> Given problem: Report each line in the records below that contains the word "window".

> Input for this task:
◆ ◆ ◆ ◆ ◆ ◆ ◆

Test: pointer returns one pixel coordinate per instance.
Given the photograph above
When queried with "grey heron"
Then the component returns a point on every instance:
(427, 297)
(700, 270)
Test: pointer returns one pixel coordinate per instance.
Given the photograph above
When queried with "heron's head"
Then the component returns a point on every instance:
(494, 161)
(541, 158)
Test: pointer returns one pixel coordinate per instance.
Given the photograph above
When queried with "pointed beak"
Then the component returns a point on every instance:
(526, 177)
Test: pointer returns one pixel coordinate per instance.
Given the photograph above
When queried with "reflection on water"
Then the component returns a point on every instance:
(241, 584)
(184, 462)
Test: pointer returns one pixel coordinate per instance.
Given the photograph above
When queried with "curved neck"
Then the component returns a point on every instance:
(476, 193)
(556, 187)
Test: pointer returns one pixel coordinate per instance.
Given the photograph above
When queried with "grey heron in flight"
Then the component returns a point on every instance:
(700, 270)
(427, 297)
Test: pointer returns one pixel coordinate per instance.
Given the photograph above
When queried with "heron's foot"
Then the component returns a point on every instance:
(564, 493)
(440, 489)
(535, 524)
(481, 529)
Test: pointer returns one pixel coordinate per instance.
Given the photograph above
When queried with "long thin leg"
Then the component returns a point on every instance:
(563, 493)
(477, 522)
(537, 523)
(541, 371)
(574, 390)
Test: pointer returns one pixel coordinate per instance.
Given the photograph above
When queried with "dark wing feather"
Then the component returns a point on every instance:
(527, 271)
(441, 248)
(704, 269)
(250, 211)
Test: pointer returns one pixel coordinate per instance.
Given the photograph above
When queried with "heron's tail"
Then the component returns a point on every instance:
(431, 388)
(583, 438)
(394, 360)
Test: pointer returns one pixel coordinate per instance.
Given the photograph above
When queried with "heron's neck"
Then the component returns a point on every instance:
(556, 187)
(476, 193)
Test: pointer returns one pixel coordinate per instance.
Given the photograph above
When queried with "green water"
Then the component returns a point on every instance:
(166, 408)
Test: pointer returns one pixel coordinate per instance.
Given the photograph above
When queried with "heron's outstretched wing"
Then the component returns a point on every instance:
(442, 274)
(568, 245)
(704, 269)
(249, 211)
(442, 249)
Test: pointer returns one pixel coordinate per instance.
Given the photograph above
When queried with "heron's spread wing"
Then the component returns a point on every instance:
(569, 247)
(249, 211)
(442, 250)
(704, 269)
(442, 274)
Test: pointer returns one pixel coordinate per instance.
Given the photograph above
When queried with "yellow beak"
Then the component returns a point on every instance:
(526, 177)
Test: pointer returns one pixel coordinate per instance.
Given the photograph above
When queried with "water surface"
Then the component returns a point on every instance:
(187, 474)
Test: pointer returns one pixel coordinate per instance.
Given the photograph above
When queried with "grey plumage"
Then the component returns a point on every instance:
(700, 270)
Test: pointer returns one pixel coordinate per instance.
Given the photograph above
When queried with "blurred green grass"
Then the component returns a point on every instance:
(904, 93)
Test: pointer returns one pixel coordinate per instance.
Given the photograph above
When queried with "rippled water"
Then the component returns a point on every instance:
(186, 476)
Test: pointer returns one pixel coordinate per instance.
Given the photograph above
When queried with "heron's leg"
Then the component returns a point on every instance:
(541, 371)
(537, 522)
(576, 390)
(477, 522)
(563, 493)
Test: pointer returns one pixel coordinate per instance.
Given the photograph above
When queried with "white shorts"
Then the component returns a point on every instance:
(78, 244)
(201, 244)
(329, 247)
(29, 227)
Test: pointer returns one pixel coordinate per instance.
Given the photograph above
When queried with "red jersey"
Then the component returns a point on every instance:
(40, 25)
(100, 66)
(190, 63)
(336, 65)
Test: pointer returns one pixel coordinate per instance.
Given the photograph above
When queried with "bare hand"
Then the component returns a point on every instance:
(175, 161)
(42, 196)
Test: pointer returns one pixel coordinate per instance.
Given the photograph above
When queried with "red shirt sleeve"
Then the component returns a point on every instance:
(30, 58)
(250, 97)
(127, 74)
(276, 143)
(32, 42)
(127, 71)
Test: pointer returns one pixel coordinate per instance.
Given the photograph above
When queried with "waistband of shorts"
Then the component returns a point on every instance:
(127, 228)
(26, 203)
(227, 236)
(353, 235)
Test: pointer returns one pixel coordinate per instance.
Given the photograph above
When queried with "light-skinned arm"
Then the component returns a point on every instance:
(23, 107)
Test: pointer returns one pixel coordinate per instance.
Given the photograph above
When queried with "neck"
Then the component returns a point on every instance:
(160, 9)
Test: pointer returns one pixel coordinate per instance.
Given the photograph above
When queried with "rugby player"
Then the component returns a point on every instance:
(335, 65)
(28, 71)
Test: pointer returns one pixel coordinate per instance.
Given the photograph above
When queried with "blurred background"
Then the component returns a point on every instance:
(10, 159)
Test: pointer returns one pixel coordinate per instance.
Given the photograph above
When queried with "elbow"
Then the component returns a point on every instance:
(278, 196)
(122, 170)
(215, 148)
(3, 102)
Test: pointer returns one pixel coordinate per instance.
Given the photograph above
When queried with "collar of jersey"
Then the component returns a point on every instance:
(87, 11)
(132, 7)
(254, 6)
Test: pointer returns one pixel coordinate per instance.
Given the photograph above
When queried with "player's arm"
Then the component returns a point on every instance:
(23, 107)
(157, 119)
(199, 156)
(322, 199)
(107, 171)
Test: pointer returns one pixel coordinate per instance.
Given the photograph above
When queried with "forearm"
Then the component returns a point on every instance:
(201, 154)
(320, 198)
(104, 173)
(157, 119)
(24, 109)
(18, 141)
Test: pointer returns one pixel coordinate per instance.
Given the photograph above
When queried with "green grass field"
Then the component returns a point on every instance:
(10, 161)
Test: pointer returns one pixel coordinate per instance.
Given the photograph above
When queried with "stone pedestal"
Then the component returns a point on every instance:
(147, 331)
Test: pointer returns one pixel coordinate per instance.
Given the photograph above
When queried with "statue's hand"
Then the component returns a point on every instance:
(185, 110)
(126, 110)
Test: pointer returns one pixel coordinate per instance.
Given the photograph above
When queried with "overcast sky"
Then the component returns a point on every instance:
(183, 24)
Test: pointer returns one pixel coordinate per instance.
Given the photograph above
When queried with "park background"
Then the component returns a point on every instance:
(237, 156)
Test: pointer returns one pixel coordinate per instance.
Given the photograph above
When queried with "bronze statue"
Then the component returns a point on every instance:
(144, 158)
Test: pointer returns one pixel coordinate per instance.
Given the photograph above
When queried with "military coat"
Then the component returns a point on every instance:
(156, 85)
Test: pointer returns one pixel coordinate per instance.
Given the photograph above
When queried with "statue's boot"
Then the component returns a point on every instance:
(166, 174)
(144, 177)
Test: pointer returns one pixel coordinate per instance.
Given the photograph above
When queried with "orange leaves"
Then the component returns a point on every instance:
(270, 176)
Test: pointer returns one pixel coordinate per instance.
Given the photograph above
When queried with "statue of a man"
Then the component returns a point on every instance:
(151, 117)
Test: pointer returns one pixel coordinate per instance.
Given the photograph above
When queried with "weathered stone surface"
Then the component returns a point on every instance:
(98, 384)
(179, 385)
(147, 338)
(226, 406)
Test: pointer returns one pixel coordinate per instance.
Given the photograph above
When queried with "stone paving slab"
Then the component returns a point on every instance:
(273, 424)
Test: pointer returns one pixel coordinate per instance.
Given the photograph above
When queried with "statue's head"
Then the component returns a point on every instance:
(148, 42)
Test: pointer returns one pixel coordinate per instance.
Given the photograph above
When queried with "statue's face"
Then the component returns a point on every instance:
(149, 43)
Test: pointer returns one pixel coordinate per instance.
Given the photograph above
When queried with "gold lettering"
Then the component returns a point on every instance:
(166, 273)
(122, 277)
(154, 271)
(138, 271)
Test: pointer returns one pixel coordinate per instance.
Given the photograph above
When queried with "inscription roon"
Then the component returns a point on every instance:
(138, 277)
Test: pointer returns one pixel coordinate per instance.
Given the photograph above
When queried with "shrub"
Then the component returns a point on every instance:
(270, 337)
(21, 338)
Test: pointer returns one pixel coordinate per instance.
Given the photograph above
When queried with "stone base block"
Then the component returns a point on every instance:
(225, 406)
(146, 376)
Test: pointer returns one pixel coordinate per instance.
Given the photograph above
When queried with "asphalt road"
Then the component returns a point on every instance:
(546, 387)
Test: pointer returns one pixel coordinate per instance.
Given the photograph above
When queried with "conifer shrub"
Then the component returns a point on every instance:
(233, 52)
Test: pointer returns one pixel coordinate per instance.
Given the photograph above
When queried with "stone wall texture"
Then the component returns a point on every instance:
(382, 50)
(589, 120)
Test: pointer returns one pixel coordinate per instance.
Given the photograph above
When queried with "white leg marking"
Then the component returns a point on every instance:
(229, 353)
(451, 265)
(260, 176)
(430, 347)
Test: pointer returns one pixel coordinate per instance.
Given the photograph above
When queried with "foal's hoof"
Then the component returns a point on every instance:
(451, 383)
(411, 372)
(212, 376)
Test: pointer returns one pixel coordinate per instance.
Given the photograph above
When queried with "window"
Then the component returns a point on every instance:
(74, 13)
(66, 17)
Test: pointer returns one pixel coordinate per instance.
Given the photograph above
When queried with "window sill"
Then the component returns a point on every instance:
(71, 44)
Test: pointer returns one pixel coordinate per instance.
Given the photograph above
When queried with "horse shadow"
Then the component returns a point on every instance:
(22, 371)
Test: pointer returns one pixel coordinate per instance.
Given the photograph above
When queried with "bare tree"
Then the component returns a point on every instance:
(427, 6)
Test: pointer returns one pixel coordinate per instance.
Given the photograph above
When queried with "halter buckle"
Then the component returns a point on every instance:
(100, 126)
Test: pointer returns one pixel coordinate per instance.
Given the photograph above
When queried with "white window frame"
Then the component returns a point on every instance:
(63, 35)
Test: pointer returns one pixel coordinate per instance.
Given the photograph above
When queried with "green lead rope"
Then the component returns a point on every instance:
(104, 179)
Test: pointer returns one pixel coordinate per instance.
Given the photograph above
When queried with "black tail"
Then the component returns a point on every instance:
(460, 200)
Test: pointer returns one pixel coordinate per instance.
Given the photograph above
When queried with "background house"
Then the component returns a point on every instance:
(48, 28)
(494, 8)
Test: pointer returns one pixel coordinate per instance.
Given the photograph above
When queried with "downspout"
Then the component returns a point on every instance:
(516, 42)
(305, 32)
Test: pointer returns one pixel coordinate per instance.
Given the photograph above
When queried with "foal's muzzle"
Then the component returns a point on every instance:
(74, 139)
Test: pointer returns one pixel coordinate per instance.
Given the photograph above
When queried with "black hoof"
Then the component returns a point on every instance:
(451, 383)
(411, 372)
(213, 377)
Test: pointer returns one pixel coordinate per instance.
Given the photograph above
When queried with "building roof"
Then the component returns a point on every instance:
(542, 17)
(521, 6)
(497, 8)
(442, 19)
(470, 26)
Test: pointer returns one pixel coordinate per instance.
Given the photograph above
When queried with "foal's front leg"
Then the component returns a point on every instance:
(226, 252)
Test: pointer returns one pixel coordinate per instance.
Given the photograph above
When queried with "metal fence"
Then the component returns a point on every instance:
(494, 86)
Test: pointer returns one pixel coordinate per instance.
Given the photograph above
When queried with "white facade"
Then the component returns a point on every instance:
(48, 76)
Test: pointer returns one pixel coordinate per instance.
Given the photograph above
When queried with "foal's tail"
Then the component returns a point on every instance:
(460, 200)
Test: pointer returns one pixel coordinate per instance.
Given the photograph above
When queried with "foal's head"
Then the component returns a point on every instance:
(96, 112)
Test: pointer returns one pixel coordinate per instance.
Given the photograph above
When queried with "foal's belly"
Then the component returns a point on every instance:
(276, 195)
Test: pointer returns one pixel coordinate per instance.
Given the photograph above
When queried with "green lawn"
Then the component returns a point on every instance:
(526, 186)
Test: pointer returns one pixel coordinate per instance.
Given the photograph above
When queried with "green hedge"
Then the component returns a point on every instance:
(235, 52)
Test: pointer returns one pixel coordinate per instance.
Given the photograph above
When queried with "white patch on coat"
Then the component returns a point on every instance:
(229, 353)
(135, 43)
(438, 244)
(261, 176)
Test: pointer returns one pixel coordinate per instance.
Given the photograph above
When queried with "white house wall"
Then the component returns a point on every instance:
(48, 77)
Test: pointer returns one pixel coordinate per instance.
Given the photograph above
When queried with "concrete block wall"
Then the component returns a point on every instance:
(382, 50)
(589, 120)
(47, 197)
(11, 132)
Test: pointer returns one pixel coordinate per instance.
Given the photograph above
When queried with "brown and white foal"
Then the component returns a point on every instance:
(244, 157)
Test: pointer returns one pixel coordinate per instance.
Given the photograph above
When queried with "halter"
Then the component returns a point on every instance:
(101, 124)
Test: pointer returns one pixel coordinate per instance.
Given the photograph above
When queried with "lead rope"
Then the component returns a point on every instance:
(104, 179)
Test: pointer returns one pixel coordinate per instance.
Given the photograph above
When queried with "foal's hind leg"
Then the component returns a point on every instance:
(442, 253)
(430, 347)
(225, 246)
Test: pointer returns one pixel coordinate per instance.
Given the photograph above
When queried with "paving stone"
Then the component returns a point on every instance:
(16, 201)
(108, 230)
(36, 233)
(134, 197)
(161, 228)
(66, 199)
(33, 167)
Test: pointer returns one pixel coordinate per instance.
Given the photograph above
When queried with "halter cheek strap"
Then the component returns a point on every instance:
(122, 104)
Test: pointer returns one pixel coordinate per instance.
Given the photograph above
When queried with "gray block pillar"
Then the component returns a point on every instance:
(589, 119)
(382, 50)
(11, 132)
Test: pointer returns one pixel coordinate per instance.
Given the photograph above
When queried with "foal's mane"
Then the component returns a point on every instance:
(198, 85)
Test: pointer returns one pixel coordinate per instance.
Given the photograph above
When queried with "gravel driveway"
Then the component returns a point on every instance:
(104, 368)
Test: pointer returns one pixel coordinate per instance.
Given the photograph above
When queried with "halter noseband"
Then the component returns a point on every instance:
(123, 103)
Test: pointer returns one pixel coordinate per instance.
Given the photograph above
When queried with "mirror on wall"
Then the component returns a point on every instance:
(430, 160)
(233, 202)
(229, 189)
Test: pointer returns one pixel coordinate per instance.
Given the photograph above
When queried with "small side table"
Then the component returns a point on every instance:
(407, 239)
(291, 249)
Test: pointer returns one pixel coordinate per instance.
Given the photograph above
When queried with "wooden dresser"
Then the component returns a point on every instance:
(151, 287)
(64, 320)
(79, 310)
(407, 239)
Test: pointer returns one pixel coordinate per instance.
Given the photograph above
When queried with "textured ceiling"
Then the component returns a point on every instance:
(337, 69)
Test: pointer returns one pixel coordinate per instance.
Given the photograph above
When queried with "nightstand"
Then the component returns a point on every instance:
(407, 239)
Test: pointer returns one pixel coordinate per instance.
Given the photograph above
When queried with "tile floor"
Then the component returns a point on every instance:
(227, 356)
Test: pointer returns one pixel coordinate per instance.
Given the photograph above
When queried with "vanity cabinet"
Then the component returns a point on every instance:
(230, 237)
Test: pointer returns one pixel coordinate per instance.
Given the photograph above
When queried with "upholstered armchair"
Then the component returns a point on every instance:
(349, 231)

◆ ◆ ◆ ◆ ◆ ◆ ◆

> Output:
When queried with "window"
When queried with "window sill"
When queried with "white window frame"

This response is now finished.